___ Source data

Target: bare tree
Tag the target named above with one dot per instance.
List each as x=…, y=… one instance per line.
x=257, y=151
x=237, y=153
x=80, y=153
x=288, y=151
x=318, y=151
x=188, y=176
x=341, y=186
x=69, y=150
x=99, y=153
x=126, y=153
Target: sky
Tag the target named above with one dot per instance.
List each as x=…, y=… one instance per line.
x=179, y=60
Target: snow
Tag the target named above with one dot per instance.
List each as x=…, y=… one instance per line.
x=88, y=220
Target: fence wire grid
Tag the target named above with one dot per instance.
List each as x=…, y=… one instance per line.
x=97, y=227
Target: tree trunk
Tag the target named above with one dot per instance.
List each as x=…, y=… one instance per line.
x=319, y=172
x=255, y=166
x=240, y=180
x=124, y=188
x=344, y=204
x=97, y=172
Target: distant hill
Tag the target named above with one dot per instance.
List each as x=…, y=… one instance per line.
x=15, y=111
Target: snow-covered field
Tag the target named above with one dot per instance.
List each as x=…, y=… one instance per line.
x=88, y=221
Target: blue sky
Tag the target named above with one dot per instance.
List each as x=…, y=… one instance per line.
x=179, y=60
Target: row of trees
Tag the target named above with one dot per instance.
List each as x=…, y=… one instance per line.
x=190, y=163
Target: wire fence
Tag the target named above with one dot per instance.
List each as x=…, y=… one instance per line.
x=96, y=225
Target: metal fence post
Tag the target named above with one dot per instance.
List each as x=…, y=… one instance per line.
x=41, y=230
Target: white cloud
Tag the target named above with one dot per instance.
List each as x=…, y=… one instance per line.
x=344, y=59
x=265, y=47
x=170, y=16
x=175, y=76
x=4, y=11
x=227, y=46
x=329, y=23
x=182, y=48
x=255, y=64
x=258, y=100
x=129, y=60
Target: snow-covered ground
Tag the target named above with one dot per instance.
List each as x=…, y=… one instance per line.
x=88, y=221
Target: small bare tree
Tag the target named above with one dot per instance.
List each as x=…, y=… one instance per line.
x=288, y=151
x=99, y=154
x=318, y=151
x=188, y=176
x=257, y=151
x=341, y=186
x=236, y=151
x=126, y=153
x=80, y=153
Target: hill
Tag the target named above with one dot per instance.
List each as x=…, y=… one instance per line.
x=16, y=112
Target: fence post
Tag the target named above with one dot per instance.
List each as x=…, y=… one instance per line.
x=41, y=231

______

:: Task objective ::
Print the listing above in full, exactly as it is.

:: Exercise output ::
Target: bare tree
Tag the target named above with one dot per instance.
List each as x=…, y=… one instance per line.
x=257, y=151
x=237, y=153
x=80, y=153
x=288, y=151
x=318, y=151
x=188, y=176
x=341, y=186
x=69, y=150
x=99, y=153
x=126, y=153
Target: sky
Tag the target named above with one dot per instance.
List each as x=…, y=… one instance per line.
x=179, y=60
Target: snow
Tag the target named above with one dot per instance.
List each as x=…, y=… one instance per line.
x=88, y=220
Target: fence wire grid
Tag the target named above with one dot per instance.
List each as x=…, y=… one instance per line.
x=97, y=227
Target: tree trunk
Tag the target named above with one dot per instance.
List each as x=…, y=… one instance per line.
x=319, y=172
x=255, y=166
x=240, y=180
x=124, y=188
x=344, y=204
x=97, y=172
Target: distant hill
Tag the target named above with one dot per instance.
List each as x=…, y=… one instance per line.
x=15, y=111
Target: snow-covered field
Tag the target named above with one dot per instance.
List each as x=…, y=… one instance per line.
x=88, y=221
Target: blue sky
Tag the target named above with one dot per instance.
List each as x=…, y=… one instance per line.
x=179, y=60
Target: row of trees
Tag the target named above with one dot per instance.
List each as x=…, y=… one instance per line.
x=190, y=163
Target: wire fence
Tag the target named above with one dot per instance.
List each as x=…, y=… one instance per line.
x=96, y=225
Target: metal fence post
Tag the target named above with one dot per instance.
List each as x=…, y=… one instance per line.
x=41, y=230
Target: white cloud
Tag the target named above with one dot per instance.
List each as x=…, y=… one instance per line.
x=344, y=59
x=265, y=47
x=170, y=16
x=175, y=76
x=4, y=11
x=227, y=46
x=329, y=23
x=182, y=48
x=255, y=64
x=258, y=100
x=129, y=60
Target: snow-covered ground
Tag the target named above with one dot per instance.
List each as x=…, y=… one instance per line.
x=88, y=221
Target: small bare tree
Tag the target named above with one dot per instance.
List each as x=…, y=… one instance per line.
x=288, y=151
x=99, y=154
x=318, y=151
x=188, y=176
x=257, y=151
x=341, y=186
x=236, y=151
x=126, y=153
x=80, y=153
Target: hill
Tag the target named above with one dot per instance.
List each as x=…, y=… one instance per line.
x=16, y=112
Target: fence post
Tag the target named above with one dot per instance.
List each as x=…, y=… one instance per line.
x=41, y=231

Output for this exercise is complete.